WHAT YOU ARE ASKED TO DO:
An exact copy of all entries is required.

SUPPLIED DATA:
[Start of section]

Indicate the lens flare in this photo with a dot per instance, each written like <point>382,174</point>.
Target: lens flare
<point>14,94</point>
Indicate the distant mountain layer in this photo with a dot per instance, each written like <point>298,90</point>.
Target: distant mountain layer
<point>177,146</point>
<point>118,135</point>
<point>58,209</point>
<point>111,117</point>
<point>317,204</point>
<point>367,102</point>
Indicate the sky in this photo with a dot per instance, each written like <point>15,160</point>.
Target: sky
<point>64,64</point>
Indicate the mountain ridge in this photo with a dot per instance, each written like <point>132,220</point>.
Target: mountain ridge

[End of section]

RESULT OF THE EXERCISE:
Indicate the lens flare in this photo with a dot per instance, each written like <point>382,174</point>.
Target: lens flare
<point>14,94</point>
Indicate the distant mountain layer in this photo with a dot per instance, each written like <point>298,90</point>.
Target: distant mountain layer
<point>177,146</point>
<point>118,135</point>
<point>58,209</point>
<point>111,117</point>
<point>317,204</point>
<point>367,102</point>
Indicate the sky in this photo with a dot per instance, each written like <point>15,160</point>.
Target: sky
<point>64,64</point>
Indicate the mountain ridge in this photo with a dot per instance, each written like <point>132,220</point>.
Target: mountain ridge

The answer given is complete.